**Entries shown**

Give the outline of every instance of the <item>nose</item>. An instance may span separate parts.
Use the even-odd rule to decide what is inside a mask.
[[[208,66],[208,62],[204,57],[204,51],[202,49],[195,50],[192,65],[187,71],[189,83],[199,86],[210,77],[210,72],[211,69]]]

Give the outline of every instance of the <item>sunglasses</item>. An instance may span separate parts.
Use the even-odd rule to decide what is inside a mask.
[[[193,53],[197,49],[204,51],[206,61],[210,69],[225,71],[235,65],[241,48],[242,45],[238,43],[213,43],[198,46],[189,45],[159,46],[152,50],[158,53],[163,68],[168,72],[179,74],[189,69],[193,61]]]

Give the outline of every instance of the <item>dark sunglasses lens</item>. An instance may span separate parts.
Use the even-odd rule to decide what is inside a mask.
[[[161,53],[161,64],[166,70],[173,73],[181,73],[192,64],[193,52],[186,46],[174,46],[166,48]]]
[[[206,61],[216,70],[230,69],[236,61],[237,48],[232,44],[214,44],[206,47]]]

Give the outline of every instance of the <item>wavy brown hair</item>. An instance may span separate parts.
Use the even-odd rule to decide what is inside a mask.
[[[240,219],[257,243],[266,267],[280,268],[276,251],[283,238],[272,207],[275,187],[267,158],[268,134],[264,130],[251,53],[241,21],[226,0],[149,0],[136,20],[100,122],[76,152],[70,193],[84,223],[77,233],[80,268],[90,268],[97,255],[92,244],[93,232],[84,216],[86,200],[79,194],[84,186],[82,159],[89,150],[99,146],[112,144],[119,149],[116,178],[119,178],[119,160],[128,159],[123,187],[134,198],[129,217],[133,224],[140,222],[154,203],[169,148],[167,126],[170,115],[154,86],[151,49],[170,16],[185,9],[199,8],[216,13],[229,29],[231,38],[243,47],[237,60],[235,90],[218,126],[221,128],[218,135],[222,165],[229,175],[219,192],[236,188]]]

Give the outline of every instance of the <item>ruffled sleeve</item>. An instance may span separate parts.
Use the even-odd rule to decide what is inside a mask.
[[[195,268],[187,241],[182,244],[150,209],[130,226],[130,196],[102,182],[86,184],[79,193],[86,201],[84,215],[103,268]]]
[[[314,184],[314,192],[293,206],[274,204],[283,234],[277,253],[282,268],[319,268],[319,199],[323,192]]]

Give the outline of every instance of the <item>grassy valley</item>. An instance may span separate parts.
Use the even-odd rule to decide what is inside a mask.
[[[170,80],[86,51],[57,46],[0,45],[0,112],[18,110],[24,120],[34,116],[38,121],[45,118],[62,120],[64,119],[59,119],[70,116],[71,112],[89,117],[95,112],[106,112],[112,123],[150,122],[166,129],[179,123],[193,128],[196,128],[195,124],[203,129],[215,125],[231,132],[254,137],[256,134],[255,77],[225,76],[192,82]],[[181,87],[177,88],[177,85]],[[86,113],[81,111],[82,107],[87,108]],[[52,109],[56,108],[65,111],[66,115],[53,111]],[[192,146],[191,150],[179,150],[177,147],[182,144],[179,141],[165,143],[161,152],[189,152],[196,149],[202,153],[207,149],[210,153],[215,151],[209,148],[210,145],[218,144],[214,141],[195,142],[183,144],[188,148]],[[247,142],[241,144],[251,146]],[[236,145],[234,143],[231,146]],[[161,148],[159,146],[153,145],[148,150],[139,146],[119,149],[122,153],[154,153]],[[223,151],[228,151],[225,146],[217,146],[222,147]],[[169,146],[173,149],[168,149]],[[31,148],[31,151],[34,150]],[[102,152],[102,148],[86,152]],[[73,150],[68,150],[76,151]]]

**Your goal**
Copy all the entries verbatim.

**Response below**
Give the outline of every instance of the <item>nose</item>. An instance may span separate parts.
Use the even-odd rule to decide what is inside a mask.
[[[208,66],[208,62],[204,57],[204,51],[202,49],[195,50],[192,65],[187,71],[189,83],[199,86],[210,77],[210,72],[211,69]]]

Give the outline of every instance of the <item>sunglasses</item>. An instance may span separate parts.
Use the even-odd rule to decide what is inside a mask.
[[[193,53],[197,49],[204,51],[206,61],[210,69],[225,71],[235,65],[241,48],[242,45],[238,43],[213,43],[198,46],[189,45],[159,46],[152,50],[158,53],[163,68],[168,72],[179,74],[189,69],[193,61]]]

Give the outline of every instance of the <item>dark sunglasses lens</item>. An instance may span separate parts.
Use the even-odd rule to decide what is inside a mask.
[[[161,53],[161,64],[166,70],[173,73],[181,73],[192,64],[193,52],[186,46],[174,46],[166,48]]]
[[[206,61],[216,70],[230,69],[236,61],[237,48],[232,44],[214,44],[206,47]]]

Give the outline of every instance of the <item>wavy brown hair</item>. An instance may span separate parts.
Use the even-odd rule to decide what is inside a mask.
[[[240,219],[257,243],[266,267],[280,268],[276,251],[283,238],[272,207],[275,187],[267,158],[268,134],[264,130],[251,53],[241,21],[226,0],[149,0],[136,20],[100,122],[76,152],[70,193],[84,223],[77,233],[80,268],[90,268],[97,255],[92,244],[93,232],[84,216],[86,200],[79,194],[84,186],[82,159],[89,150],[99,146],[112,144],[119,149],[116,178],[119,178],[119,160],[128,159],[123,187],[134,198],[129,217],[133,224],[140,222],[154,203],[169,148],[167,126],[170,115],[154,86],[151,49],[170,16],[185,9],[199,8],[216,13],[229,29],[231,38],[243,47],[237,60],[235,90],[218,126],[221,128],[218,135],[222,165],[229,175],[219,192],[236,188]]]

Give the outline of every instance of the <item>ruffled sleeve</item>. An instance may span separate parts.
Use the even-odd rule to decide what is inside a mask.
[[[195,268],[187,241],[182,244],[150,209],[130,226],[130,196],[102,182],[86,184],[79,193],[86,201],[84,215],[103,268]]]
[[[314,184],[314,192],[293,206],[274,204],[283,234],[277,253],[282,268],[319,268],[319,199],[323,192]]]

Give the outline of every instance of the <item>grassy valley</item>. An instance may span separate parts.
Use the even-odd rule to decide what is inside a mask.
[[[170,80],[86,51],[57,46],[0,45],[0,112],[18,110],[24,120],[34,116],[38,121],[45,118],[62,120],[64,119],[59,119],[70,116],[71,112],[89,117],[95,112],[106,112],[112,123],[150,122],[166,129],[179,123],[193,128],[196,128],[195,124],[203,129],[215,125],[231,132],[254,137],[256,134],[255,77],[225,76],[192,82]],[[181,87],[177,88],[177,85]],[[86,113],[81,111],[82,107],[87,108]],[[52,109],[56,108],[65,111],[66,115],[53,111]],[[192,146],[191,150],[179,150],[177,147],[182,144],[179,141],[165,143],[161,152],[189,152],[196,149],[202,153],[207,149],[210,153],[215,151],[209,148],[210,145],[218,144],[214,141],[195,142],[183,144],[188,148]],[[247,142],[241,144],[251,146]],[[236,145],[234,143],[231,146]],[[161,148],[159,146],[153,145],[148,150],[139,146],[119,149],[122,153],[154,153]],[[223,151],[228,151],[225,146],[217,146],[222,147]],[[169,146],[173,149],[168,149]],[[31,148],[31,151],[34,150]],[[102,152],[102,148],[86,152]],[[73,150],[68,150],[76,151]]]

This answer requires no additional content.